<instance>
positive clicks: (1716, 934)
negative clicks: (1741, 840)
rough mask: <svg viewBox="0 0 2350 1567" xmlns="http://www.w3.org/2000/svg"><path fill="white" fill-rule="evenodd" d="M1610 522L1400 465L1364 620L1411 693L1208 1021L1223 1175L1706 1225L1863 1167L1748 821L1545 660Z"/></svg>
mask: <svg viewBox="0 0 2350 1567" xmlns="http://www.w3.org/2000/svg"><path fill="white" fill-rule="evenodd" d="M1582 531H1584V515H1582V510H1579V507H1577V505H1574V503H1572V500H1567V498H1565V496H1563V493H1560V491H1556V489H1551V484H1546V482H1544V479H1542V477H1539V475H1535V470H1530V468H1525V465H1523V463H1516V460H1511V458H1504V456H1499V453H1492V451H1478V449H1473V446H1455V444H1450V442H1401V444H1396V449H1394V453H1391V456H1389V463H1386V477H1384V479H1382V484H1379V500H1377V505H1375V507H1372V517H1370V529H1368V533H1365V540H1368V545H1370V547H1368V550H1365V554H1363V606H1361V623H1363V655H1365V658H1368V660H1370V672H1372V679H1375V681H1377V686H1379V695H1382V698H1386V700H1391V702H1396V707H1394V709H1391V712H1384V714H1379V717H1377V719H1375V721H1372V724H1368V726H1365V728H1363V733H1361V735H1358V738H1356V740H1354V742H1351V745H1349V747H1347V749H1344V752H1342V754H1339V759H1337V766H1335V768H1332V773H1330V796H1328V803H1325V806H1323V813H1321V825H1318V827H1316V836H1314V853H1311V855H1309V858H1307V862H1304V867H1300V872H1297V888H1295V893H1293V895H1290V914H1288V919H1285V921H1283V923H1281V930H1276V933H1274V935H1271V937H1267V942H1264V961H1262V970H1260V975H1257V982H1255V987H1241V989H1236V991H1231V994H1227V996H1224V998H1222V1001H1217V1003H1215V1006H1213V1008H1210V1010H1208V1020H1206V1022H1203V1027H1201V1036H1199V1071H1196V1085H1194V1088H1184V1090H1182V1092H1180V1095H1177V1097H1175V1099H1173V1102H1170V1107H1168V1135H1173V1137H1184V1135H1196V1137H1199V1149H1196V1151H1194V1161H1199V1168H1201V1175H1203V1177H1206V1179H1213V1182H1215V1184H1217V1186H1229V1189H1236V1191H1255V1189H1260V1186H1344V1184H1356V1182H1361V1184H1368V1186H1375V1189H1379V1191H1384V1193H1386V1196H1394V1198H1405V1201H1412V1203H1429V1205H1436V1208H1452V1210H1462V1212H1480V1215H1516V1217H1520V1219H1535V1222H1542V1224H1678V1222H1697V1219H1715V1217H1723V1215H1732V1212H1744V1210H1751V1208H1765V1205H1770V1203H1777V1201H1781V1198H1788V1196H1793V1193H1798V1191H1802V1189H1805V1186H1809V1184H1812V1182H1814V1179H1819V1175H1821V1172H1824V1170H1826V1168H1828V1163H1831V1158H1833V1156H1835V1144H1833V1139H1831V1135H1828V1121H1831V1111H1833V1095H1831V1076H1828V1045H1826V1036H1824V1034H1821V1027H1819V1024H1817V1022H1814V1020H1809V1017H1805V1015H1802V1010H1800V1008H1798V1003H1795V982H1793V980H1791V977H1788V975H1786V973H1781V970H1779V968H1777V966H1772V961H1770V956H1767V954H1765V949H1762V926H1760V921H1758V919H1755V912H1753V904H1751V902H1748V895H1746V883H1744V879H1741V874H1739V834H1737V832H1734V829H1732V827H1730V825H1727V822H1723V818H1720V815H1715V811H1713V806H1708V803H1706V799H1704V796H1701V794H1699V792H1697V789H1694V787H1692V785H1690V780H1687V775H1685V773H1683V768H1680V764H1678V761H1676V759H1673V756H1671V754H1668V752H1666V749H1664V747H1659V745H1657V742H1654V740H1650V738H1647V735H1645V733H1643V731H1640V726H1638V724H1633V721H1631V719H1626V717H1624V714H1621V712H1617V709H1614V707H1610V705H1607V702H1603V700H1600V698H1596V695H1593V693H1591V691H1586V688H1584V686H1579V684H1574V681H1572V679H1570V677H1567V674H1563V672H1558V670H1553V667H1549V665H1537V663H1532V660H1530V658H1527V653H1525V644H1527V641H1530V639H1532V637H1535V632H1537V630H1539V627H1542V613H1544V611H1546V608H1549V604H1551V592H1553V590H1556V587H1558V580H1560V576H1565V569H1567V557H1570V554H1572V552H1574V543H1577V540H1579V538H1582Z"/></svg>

> [What the task asks]: Reproduce verbatim the lines of the records above, from their opening line through the line containing "rough mask: <svg", with both of those lines included.

> [Reply]:
<instance>
positive clicks: (1716, 934)
negative clicks: (1741, 840)
rough mask: <svg viewBox="0 0 2350 1567" xmlns="http://www.w3.org/2000/svg"><path fill="white" fill-rule="evenodd" d="M1610 522L1400 465L1364 620L1411 693L1208 1021L1223 1175L1706 1225L1863 1167L1748 821L1545 660Z"/></svg>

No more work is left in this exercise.